EXERCISE MATERIAL –
__________________________________________________

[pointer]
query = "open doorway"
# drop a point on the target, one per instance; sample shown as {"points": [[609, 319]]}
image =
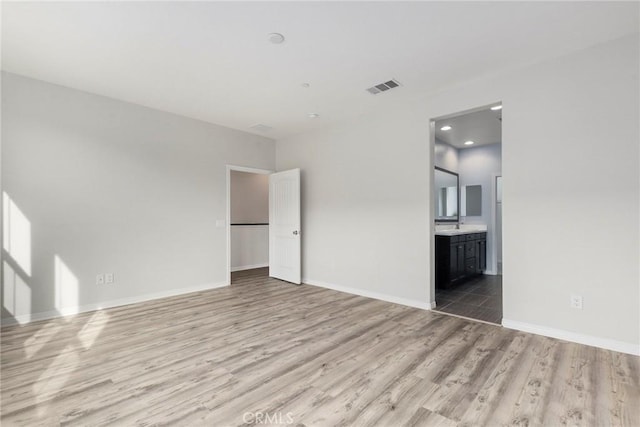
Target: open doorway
{"points": [[467, 198], [248, 219]]}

__________________________________________________

WHAT NEEDS TO BE DONE – Rewrite all the records, replacing "open doorway" with "open door" and keeping everything else the same. Leave the pictures out.

CORRECT RESULT –
[pointer]
query = "open door"
# drop a point on the target, one per instance; sample shown as {"points": [[609, 319]]}
image =
Target: open door
{"points": [[467, 198], [248, 219]]}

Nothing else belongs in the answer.